--- Start of Passage to read ---
Department stores had their March moment.
While the big guys added to their staff, the overall jobs data for retail was mixed. Employment in retail trade fell by 15,000 jobs in the month. Furniture, home furnishings, electronics and appliance retailers lost 15,000 jobs last month. Jobs in building material and garden equipment and supplies dealers also shed 9,000 positions. The losses in both categories were partially offset by the 15,000 positions gained in the department store sector.
And even though companies, particularly in retail, have been adding warehouse and distribution center staff over the last year, the warehousing and storage category lost 12,000 jobs last month.
The Bureau of Labor Statistics said on Friday that total nonfarm payroll employment rose by 236,000 in March, but that’s still a 28 percent decline from the upwardly revised tally of 326,000 for February.
And while manufacturing lost 1,000 jobs in March, apparel manufacturing remained flat.
--- End of Passage to read ---
--- Start of Data supplied ---
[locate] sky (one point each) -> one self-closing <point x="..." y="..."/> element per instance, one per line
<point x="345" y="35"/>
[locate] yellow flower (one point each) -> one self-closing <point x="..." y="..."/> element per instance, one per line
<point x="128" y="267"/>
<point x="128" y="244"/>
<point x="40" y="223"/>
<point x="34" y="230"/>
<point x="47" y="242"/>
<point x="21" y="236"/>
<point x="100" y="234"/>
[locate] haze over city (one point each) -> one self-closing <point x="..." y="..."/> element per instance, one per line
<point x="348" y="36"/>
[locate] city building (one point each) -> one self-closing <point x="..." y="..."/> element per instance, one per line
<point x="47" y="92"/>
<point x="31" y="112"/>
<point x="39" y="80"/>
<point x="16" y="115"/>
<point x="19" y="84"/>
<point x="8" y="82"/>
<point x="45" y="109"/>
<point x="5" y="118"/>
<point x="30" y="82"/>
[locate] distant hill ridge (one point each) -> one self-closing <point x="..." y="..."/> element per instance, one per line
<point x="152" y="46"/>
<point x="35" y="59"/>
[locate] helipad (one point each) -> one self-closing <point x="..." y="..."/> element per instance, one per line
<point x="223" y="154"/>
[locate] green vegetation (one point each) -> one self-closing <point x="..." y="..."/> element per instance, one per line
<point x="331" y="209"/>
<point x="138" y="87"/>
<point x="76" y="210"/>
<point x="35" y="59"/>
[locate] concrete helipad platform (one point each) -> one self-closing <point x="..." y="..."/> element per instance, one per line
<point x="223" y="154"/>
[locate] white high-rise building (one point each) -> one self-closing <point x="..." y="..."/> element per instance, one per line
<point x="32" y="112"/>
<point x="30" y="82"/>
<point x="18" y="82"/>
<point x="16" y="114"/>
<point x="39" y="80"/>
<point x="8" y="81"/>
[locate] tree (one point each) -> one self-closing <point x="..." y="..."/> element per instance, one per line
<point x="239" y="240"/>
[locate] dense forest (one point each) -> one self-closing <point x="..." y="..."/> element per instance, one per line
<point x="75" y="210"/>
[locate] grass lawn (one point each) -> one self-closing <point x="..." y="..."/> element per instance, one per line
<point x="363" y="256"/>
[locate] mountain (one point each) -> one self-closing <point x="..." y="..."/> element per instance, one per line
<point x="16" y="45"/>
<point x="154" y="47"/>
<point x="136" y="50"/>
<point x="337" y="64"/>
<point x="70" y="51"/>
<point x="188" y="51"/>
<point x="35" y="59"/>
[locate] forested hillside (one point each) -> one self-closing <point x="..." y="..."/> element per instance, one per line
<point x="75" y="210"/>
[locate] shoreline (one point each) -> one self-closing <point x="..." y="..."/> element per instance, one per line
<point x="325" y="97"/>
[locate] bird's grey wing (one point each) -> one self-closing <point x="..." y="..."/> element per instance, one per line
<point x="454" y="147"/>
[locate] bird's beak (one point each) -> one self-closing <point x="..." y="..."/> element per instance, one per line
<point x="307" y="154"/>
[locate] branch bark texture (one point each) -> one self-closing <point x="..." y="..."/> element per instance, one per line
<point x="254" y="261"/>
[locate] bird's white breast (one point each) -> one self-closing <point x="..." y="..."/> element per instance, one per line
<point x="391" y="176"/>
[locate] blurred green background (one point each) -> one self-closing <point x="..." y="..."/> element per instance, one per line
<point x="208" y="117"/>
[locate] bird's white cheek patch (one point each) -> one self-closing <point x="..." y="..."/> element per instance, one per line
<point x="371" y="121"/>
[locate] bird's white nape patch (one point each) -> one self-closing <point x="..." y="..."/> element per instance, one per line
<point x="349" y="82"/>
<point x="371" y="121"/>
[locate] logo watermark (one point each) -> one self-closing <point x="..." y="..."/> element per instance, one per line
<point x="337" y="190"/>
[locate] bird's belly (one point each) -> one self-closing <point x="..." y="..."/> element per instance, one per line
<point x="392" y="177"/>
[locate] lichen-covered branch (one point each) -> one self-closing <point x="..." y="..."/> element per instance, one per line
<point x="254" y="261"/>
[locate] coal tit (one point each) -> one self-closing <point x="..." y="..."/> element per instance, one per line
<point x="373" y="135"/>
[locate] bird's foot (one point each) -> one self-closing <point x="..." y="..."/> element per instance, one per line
--- End of Data supplied ---
__Written request A__:
Answer these questions using the passage on March jobs data:
(i) How many positions did the department store sector gain?
(ii) How many jobs did the warehousing and storage category lose last month?
(iii) By how much did total nonfarm payroll employment rise in March?
__Written request B__:
List every employment category that the passage on March jobs data says lost jobs, with the number lost by each.
__Written request C__:
Repeat word for word the part of the passage on March jobs data that runs from "While the big" down to "12,000 jobs last month.".

__Task answer A__:
(i) 15,000
(ii) 12,000
(iii) 236,000

__Task answer B__:
- Retail trade: 15,000
- Furniture, home furnishings, electronics and appliance retailers: 15,000
- Building material and garden equipment and supplies dealers: 9,000
- Warehousing and storage: 12,000
- Manufacturing: 1,000

__Task answer C__:
While the big guys added to their staff, the overall jobs data for retail was mixed. Employment in retail trade fell by 15,000 jobs in the month. Furniture, home furnishings, electronics and appliance retailers lost 15,000 jobs last month. Jobs in building material and garden equipment and supplies dealers also shed 9,000 positions. The losses in both categories were partially offset by the 15,000 positions gained in the department store sector.
And even though companies, particularly in retail, have been adding warehouse and distribution center staff over the last year, the warehousing and storage category lost 12,000 jobs last month.